DATA PROVIDED START

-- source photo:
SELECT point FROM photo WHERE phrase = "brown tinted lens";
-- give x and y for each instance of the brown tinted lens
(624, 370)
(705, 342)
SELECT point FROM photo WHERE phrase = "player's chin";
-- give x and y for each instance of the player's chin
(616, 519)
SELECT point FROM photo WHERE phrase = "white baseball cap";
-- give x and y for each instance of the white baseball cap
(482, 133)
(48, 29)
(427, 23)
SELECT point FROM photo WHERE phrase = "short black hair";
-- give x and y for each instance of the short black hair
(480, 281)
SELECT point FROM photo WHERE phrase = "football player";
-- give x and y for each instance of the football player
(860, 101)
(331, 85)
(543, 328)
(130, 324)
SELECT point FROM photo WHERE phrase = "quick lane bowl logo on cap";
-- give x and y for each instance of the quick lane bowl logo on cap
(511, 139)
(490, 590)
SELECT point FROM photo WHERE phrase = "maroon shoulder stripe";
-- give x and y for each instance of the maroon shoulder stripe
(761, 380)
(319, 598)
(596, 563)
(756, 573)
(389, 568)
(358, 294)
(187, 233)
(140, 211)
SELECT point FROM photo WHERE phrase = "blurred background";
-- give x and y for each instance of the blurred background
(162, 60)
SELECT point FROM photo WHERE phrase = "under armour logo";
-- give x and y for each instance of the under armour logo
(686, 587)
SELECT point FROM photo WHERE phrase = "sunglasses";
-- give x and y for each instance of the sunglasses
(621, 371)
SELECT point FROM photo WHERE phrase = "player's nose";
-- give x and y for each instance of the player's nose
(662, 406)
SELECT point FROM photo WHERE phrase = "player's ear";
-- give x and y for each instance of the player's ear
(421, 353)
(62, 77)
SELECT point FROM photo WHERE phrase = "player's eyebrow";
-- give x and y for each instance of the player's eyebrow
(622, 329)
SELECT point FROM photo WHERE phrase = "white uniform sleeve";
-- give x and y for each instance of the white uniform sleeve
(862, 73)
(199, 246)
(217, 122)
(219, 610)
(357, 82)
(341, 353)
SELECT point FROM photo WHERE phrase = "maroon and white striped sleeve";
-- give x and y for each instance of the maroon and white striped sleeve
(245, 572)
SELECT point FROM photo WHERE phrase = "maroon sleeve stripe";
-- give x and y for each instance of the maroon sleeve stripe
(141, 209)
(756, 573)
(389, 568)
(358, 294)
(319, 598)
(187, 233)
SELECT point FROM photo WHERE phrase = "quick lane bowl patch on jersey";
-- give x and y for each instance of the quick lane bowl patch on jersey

DATA PROVIDED END

• _EXERCISE GOAL_:
The line with "the player's eyebrow" marks where to start. Transcribe from there through the final line of the records, exactly and with nothing added.

• _ANSWER BOX_:
-- give x and y for each instance of the player's eyebrow
(622, 329)
SELECT point FROM photo WHERE phrase = "white uniform sleeve";
-- give x and y for each instance of the white uniform sleeve
(862, 73)
(199, 246)
(217, 122)
(219, 610)
(357, 82)
(341, 353)
SELECT point FROM photo WHERE phrase = "maroon and white striped sleeve";
-- give x and y for each instance of the maroon and white striped sleeve
(245, 572)
SELECT point FROM photo WHERE phrase = "maroon sleeve stripe";
-- give x and y for each instance of the maroon sleeve stripe
(141, 209)
(756, 573)
(389, 568)
(358, 294)
(319, 598)
(187, 233)
SELECT point FROM photo WHERE phrase = "quick lane bowl patch on jersey";
-- give x and y for each instance of the quick lane bowl patch on jersey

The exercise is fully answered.